- **Directive**
Repeat every record below exactly, but leave out any pictures.

Records of labeled points:
********************

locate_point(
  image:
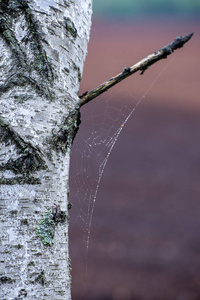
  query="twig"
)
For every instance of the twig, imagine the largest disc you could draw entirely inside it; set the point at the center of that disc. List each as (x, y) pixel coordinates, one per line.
(142, 66)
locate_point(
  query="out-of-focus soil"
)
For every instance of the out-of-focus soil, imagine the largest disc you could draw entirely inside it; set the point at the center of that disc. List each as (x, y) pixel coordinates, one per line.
(145, 236)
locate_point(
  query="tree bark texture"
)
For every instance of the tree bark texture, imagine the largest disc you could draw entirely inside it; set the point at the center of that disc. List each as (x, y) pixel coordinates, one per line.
(43, 45)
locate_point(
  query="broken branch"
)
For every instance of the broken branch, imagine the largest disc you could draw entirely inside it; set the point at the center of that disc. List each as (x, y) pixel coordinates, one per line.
(142, 66)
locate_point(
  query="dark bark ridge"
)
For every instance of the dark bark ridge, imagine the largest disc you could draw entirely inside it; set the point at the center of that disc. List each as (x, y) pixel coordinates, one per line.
(24, 67)
(29, 159)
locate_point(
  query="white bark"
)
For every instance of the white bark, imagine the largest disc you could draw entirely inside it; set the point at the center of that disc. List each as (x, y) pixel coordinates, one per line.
(43, 45)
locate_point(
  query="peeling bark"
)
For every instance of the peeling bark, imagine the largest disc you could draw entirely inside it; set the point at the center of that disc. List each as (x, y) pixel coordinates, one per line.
(43, 46)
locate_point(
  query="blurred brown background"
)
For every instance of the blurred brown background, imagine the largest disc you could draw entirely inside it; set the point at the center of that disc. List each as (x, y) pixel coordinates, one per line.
(145, 234)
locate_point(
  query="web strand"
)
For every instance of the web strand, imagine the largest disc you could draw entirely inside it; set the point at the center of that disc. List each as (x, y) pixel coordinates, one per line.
(92, 158)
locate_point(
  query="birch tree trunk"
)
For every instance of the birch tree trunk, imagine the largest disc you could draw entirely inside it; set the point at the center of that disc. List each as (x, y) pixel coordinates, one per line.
(43, 46)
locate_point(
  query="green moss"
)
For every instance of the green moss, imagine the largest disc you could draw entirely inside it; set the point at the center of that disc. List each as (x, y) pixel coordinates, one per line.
(70, 27)
(41, 278)
(13, 212)
(31, 264)
(24, 222)
(18, 246)
(46, 229)
(6, 279)
(69, 205)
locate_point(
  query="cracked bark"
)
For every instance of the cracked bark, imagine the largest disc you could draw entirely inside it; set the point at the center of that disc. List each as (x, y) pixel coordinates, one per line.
(42, 51)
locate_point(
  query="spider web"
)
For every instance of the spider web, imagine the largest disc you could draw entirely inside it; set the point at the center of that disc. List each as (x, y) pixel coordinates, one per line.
(99, 131)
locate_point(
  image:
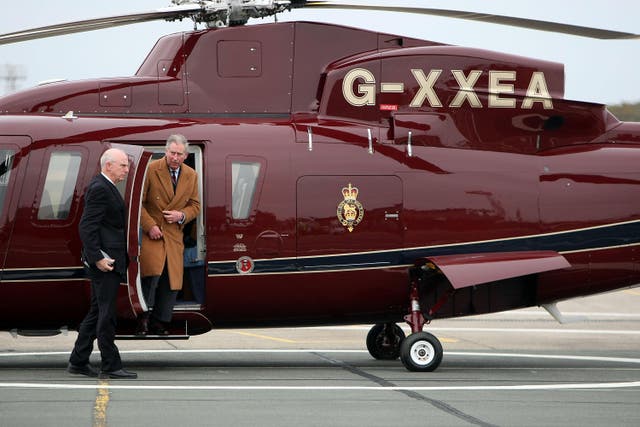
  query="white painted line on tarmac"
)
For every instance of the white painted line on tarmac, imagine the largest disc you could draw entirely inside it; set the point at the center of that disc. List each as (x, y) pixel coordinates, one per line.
(326, 350)
(563, 386)
(576, 386)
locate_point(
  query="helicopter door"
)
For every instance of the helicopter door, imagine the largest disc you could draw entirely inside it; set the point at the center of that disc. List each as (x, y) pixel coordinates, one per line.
(13, 152)
(131, 303)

********************

- **Answer**
locate_point(
  image:
  query="twig"
)
For every instance of the twig, imagine the largest disc you could draw entirely inside it; set the point at the center of that disc. List each as (x, y) pixel coordinates, one per line.
(142, 66)
locate_point(
  query="out-of-focus soil"
)
For every instance of the out-of-focus soil, imagine the largest disc you could draw entirely inside it; set the point at the center of that disc. List each as (x, y) pixel coordinates, one per line.
(145, 236)
locate_point(
  query="tree bark texture"
)
For every instance of the tree bark texture, imagine the largest disc you could draw entirely inside it; set the point at the center of that disc. List each as (x, y) pixel coordinates, one per line.
(43, 45)
locate_point(
  query="broken branch"
)
For every instance of the broken branch, imagine the largest disc you could draw entirely inside it; set the point at the center of that disc. List each as (x, y) pixel coordinates, one per line.
(142, 66)
locate_point(
  query="dark bark ridge"
)
For every instance of the dark bark ridge, imagine the largest disc you could draw entirely inside it; set the point at the center of that disc. List each as (x, y) pixel coordinates, one per line.
(24, 67)
(29, 159)
locate_point(
  query="white bark"
)
For every instance of the white bark, imagine the largest disc you could draw entirely inside it; set the point at the center of that disc. List each as (x, y) pixel coordinates, one per line.
(43, 45)
locate_point(
  query="peeling bark"
)
For every instance of the peeling bark, imagine the largest disc you could draw entirely inside it; set the point at the center of that disc. List each as (x, y) pixel coordinates, one per line.
(43, 46)
locate_point(
  query="blurred brown background"
)
For every instance of the blurred brown background, imagine the largest disc you could draw entirely inside it; set the point at the center of that disc. List each as (x, y) pixel coordinates, one per line.
(145, 234)
locate_point(
  query="web strand"
)
For every instance of the web strand, imagine the largest disc you could draw entirely inside it; set the point at the center of that disc. List each as (x, y) pixel coordinates, one per line.
(92, 158)
locate_point(
  query="birch tree trunk"
)
For every instance of the birch tree trunk, imagine the largest disc you could draw entirely inside it; set the point at the center of that disc. List each as (x, y) pixel coordinates, one per line.
(43, 46)
locate_point(
  query="green moss"
)
For every instance of the green moss, imagine the largest disc you could draw entirely inside it; set the point at the center of that disc. List each as (x, y) pixel coordinates, one per line.
(70, 27)
(41, 278)
(13, 212)
(31, 264)
(24, 222)
(18, 246)
(46, 229)
(6, 279)
(69, 205)
locate_point(
  query="cracked bark"
)
For every instance of the cracked bark, imagine the largest disc you could draw entirely inside it; set the point at the center of that disc. List each as (x, y) pixel coordinates, one per line.
(42, 51)
locate_point(
  query="spider web"
)
For every instance of the spider web, imagine the largest disc you could draw entirely inside it; set the point at the center of that disc. List each as (x, y) pixel coordinates, one per line.
(99, 131)
locate_point(
  image:
  query="white painted line on tarmac"
)
For every instance of the white painted line on tarmac, imagine the largest disc you could draw entirely inside it; set the point at the center of that disc. List each as (x, y) pixel coordinates, one per line.
(326, 350)
(563, 386)
(576, 386)
locate_point(
  query="helicopter door"
)
For every instance of the helicopter door, imagine the largest disc you could draw entirely inside it; set the point at the center of that disc. List each as (x, y) pixel coordinates, one per line.
(13, 152)
(131, 303)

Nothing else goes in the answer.